Д. А. Семёнов. Гипотеза Лоренца

Денис Александрович Семёнов — кандидат биологических наук, научный сотрудник Института биофизики ФИЦ Красноярского научного центра СО РАН. Заметка “Гипотеза Лоренца” написана в 2008 г. для сайта “Современные проблемы. Библиотека”.

Я решил написать эту заметку, потому что каждый раз испытываю искреннее облегчение, когда обнаруживаю события, ставшие значимыми для возникновения моих последующих самостоятельных мыслей. Как написал однажды Ричард Фейнман: «Мне интересно, почему мне интересно». Кроме того, я считаю, что случай, который я собираюсь описать, повлиял на воспитание моего научного вкуса.

Нужно заранее оговориться, что для Абрама Ильича Фета я был человеком «биологическим», возможно, кроме того, испорченным химическим образованием. То есть говорить со мной на том языке, который могли понять математики, физики или инженеры, было бессмысленно. Я говорю об этом именно потому, что это крайне положительно сказалось на результате нашего разговора с Абрамом Ильичом.

Разговор был об эволюции и, конечно, о книгах Конрада Лоренца. Почти дословно помню, что Абрам Ильич говорил, как его поразило описание возникновения новой обратной связи. «Ведь этого нет у Винера в кибернетике, а у Лоренца есть». Если бы я был человеком с физико-математическим образованием, он бы, вероятно, привел в пример цитату из «Оборотной стороны зеркала», как сделал на лекции и в послесловии к переводу книги:

«Лоренц поясняет, что такое новая функция, на очень интересном примере. На одной из первых страниц «Зеркала» (странице 271 упомянутого сборника в русском переводе) он приводит простую электротехническую схему – замкнутый контур с емкостью и самоиндукцией. Если включена только емкость, напряжение на зажимах при включении тока монотонно растет до предельного значения. Если включена только самоиндукция, напряжение монотонно убывает до нуля. Но если включены и емкость, и самоиндукция вместе, то в контуре возникает новое явление – затухающие колебания. Это единственное место в книге, где появляются формулы, но не единственное, где проводится аналогия с техническими устройствами» * Здесь и далее цитируется по сборнику: К. Лоренц “Оборотная сторона зеркала”. Москва, “Республика”, 1998. Перевод и послесловие А. И. Фета (А. И. Фёдоров).

- Данные для обнаружения объектов -
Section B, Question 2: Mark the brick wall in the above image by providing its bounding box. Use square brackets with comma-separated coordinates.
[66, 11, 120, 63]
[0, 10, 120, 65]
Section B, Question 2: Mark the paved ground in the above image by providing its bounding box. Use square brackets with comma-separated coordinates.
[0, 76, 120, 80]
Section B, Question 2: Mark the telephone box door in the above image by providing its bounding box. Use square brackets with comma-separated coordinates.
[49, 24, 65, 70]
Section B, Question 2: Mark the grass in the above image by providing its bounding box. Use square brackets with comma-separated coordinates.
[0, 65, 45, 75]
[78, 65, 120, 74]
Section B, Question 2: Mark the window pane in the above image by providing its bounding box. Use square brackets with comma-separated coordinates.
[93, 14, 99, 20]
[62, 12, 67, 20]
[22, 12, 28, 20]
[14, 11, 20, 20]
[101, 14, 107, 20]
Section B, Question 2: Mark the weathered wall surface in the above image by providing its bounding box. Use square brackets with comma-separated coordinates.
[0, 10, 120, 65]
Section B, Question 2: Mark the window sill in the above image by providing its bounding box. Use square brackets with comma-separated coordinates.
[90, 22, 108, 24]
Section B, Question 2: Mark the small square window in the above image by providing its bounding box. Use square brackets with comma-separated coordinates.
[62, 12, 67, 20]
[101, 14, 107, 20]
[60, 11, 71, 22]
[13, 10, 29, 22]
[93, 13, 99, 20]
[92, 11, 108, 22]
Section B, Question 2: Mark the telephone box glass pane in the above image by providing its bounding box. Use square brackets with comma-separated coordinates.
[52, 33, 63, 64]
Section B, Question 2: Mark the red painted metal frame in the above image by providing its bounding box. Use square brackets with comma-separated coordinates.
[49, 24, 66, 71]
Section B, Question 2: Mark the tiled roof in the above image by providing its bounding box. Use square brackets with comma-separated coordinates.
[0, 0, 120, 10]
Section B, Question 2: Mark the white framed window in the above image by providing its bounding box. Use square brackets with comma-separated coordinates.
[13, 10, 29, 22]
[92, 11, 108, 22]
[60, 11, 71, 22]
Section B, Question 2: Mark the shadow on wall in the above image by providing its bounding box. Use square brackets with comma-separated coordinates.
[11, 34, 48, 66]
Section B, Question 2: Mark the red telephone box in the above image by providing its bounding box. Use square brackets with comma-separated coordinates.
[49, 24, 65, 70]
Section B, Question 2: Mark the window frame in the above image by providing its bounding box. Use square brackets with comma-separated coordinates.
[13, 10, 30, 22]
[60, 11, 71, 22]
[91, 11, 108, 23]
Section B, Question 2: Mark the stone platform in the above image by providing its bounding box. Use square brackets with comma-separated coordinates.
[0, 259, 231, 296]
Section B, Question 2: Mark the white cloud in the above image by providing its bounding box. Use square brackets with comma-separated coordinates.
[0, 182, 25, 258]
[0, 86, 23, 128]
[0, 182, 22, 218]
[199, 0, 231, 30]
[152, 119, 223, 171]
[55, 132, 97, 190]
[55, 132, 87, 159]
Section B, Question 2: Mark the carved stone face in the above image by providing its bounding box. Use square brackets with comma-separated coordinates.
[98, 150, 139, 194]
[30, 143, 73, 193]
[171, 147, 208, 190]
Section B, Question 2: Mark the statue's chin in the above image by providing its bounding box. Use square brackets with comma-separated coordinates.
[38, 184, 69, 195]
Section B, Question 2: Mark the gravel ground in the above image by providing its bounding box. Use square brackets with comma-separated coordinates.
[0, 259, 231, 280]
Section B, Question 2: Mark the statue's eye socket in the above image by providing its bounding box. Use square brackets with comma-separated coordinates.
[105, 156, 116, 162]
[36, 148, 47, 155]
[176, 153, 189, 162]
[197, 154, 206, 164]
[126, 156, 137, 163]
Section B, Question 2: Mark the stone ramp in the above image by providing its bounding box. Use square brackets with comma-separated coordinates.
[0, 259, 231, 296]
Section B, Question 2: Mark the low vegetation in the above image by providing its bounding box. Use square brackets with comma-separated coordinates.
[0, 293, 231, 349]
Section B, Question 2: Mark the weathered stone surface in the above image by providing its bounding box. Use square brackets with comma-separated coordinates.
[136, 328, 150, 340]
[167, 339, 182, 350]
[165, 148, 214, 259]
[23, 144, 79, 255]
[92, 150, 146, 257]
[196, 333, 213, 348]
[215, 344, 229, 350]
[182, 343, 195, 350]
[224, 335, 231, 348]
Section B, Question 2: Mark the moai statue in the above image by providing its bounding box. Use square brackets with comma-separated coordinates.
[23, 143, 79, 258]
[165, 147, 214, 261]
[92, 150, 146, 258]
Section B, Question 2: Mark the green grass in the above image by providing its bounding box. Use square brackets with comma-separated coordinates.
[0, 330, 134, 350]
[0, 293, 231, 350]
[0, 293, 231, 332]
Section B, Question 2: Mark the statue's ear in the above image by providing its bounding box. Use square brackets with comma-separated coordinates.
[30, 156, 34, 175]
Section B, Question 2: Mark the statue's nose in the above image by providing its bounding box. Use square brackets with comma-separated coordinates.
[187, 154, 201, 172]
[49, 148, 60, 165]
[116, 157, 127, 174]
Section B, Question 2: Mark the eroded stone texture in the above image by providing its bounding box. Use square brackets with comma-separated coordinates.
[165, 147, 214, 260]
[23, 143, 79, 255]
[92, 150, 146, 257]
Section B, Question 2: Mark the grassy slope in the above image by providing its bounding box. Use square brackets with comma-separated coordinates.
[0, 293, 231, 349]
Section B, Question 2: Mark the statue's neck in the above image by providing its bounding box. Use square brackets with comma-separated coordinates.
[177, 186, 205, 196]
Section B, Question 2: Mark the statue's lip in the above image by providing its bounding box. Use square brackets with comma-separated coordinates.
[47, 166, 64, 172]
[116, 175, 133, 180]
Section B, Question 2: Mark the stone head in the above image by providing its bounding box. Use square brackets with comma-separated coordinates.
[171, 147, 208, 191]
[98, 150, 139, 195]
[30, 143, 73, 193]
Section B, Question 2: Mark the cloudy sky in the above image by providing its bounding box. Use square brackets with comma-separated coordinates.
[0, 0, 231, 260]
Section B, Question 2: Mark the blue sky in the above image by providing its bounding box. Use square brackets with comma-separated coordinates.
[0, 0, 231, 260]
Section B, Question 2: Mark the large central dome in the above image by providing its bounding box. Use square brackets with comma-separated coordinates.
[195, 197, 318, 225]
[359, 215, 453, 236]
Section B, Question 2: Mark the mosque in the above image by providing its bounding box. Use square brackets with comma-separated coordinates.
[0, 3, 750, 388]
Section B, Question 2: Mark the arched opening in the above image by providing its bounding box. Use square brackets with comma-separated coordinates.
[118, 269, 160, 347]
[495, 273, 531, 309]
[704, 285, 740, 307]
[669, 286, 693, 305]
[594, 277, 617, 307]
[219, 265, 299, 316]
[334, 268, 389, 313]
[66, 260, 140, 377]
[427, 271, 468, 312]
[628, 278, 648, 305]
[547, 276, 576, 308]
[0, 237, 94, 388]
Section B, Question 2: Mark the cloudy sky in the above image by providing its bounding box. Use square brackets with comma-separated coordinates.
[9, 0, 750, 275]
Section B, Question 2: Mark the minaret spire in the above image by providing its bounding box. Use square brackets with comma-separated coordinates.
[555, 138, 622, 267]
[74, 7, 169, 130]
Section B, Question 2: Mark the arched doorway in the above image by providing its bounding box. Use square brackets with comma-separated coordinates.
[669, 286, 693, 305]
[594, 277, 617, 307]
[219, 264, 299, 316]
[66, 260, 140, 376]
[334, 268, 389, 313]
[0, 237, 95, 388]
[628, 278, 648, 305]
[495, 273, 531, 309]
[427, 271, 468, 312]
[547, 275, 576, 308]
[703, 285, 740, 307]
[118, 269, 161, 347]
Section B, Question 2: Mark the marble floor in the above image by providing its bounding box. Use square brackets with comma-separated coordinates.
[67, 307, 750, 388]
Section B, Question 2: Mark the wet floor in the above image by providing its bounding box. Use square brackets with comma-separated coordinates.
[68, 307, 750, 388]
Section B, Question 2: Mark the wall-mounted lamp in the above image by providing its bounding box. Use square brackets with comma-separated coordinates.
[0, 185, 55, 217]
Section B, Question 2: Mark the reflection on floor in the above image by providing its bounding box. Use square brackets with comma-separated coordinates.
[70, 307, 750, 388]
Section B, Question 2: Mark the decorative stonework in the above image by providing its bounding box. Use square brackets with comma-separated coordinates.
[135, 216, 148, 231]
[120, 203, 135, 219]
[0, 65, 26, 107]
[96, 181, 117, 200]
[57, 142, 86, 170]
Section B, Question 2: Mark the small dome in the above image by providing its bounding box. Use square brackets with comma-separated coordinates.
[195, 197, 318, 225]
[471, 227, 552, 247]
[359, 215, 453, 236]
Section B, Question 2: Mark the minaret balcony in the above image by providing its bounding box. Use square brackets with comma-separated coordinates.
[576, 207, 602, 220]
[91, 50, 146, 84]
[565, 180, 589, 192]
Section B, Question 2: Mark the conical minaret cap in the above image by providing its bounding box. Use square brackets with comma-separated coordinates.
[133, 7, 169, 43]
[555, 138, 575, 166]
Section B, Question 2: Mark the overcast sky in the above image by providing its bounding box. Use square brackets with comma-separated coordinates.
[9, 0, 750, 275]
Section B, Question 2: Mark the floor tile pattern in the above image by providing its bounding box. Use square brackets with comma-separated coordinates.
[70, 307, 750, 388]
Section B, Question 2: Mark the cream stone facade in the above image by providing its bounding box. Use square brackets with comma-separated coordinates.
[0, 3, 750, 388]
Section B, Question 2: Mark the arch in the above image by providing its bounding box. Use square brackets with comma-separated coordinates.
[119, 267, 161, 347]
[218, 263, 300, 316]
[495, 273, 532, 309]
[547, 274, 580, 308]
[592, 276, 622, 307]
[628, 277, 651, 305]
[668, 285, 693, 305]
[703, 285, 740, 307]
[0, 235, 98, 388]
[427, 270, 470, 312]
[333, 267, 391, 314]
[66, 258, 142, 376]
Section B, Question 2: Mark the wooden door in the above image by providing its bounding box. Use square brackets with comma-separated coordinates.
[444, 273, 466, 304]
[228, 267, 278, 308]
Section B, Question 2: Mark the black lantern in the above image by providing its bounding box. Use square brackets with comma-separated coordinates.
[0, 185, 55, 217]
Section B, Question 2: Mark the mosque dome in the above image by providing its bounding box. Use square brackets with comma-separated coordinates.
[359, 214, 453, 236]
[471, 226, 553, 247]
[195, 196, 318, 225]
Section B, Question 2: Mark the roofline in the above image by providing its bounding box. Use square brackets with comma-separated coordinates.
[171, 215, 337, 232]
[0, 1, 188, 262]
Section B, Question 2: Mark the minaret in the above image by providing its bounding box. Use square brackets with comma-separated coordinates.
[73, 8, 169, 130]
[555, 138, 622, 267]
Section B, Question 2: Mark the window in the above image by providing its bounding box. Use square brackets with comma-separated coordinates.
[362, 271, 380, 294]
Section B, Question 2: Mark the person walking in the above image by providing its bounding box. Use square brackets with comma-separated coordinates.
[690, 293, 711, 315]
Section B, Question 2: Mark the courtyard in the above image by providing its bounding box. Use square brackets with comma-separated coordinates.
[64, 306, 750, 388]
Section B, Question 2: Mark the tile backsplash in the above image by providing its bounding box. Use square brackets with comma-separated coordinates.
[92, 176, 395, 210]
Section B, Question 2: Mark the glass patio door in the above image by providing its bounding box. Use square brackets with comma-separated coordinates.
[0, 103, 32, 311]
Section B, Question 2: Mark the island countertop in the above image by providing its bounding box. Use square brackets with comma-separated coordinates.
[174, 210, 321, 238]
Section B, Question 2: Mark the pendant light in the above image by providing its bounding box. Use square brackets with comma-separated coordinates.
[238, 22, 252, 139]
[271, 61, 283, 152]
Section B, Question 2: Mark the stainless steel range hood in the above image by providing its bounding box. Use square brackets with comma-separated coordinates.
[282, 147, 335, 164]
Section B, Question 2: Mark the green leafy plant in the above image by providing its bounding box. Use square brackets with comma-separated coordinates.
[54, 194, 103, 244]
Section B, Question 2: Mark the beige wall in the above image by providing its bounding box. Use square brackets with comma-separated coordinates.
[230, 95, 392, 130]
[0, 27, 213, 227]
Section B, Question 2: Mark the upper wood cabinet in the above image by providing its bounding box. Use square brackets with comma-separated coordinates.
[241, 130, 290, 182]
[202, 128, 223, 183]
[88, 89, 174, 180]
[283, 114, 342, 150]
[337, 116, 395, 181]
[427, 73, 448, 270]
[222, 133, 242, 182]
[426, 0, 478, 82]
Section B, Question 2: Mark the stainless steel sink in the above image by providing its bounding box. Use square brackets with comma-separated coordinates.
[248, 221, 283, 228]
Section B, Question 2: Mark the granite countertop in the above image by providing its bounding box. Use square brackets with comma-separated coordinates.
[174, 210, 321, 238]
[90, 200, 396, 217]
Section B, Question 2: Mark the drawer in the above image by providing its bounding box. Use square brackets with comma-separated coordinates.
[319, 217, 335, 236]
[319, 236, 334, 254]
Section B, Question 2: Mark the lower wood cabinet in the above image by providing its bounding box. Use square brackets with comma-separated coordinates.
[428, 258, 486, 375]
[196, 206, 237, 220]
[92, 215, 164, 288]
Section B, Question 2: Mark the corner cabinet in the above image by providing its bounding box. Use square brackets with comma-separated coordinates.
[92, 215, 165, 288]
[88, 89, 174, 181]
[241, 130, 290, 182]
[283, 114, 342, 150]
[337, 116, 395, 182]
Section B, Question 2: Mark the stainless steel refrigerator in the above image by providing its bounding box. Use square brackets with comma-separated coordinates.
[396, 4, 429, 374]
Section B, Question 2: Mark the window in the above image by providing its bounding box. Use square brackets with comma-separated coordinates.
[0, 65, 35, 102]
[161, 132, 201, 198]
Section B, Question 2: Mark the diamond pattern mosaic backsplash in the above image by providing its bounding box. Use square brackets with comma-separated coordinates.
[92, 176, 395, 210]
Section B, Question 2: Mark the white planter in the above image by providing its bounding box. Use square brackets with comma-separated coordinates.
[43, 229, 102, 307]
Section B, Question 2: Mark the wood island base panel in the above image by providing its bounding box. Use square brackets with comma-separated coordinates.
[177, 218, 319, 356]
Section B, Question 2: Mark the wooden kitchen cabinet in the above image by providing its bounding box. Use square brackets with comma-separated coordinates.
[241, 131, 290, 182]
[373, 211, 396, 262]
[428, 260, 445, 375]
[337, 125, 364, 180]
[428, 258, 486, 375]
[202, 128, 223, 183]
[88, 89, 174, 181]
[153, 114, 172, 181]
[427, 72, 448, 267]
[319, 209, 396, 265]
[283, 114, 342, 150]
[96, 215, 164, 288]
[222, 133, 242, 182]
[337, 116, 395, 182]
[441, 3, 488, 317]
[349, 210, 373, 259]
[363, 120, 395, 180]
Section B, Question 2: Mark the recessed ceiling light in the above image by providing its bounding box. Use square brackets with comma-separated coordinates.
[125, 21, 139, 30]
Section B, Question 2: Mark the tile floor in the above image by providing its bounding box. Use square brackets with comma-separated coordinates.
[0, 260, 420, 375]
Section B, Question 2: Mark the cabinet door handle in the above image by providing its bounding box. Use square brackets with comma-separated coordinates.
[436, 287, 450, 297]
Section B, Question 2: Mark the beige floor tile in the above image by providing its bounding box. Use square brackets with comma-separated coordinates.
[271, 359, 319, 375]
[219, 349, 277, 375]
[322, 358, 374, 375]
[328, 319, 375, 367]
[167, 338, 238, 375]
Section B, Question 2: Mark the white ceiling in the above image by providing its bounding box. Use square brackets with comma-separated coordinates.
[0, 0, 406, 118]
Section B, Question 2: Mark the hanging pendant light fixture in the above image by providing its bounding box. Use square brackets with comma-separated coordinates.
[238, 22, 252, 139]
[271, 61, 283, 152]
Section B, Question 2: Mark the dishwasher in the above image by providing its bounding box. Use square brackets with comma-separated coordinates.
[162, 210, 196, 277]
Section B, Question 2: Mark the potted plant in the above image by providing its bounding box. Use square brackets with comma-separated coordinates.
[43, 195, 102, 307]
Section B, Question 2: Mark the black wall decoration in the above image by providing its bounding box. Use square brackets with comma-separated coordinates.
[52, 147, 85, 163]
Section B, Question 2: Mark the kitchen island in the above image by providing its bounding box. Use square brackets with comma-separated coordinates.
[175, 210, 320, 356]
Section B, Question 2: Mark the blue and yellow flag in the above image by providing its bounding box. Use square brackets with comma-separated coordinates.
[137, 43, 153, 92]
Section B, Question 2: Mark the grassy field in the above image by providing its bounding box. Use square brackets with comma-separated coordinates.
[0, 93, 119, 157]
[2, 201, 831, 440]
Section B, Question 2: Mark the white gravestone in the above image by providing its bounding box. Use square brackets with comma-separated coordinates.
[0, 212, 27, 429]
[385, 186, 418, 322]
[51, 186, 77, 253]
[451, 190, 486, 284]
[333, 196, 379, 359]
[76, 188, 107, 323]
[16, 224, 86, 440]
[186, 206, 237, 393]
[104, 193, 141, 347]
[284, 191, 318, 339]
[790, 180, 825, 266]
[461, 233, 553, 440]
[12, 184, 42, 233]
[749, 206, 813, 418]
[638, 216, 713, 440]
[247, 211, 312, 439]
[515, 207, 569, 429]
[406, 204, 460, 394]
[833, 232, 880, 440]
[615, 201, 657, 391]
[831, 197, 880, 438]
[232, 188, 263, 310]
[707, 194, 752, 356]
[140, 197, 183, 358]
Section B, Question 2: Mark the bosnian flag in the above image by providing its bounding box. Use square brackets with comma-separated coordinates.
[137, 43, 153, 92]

- Условия задания -
Продолжите заметку о гипотезе Лоренца, начав сразу после её последнего предложения. Записи взяты из другого источника.

- Ответ на задание -
Или:

«Всю книгу красной нитью пронизывает «кибернетический подход». Эволюцию уже давно рассматривают как последовательность «мутаций», создающих материал для отбора. Но что такое мутации? Лоренц отбрасывает представление, что мутация – это всегда малое случайное изменение, а весь процесс изменчивости состоит из накопления таких небольших событий. Он видит движущую силу эволюции в образовании новых регулирующих контуров. Когда линейная последовательность процессов, действующих друг на друга в определенном порядке, замыкается в контур, то последний процесс начинает действовать на первый, и возникает новая обратная связь. Такое случайное событие Лоренц называет фульгурацией, от латинского слова, означающего удар молнии. Он представляет себе эволюцию в виде ряда резких скачков, создающих качественно новые свойства живой системы. Таким образом, не только действие уже существующих организмов, но и самое возникновение органического мира получает кибернетическое истолкование».

Было очевидно, что я не способен проникнуться «кибернетическим подходом» и воспринять глубокую аналогию между двумя случайно соединившимися контурами и прогрессивной биологической эволюцией. Думаю, что по этой причине Абрам Ильич нашёл подходящий пример в другой книге Лоренца. Пятая глава в работе «Так называемое зло» рассказывает о возникновении новых форм поведения. Она называется «Привычка, церемония и волшебство». Основным материалом главы является рассмотрение сценария возникновения и развития церемонии «натравливания» у утиных птиц. Вот этот пример и привёл мне Абрам Ильич для иллюстрации возникновения новой обратной связи.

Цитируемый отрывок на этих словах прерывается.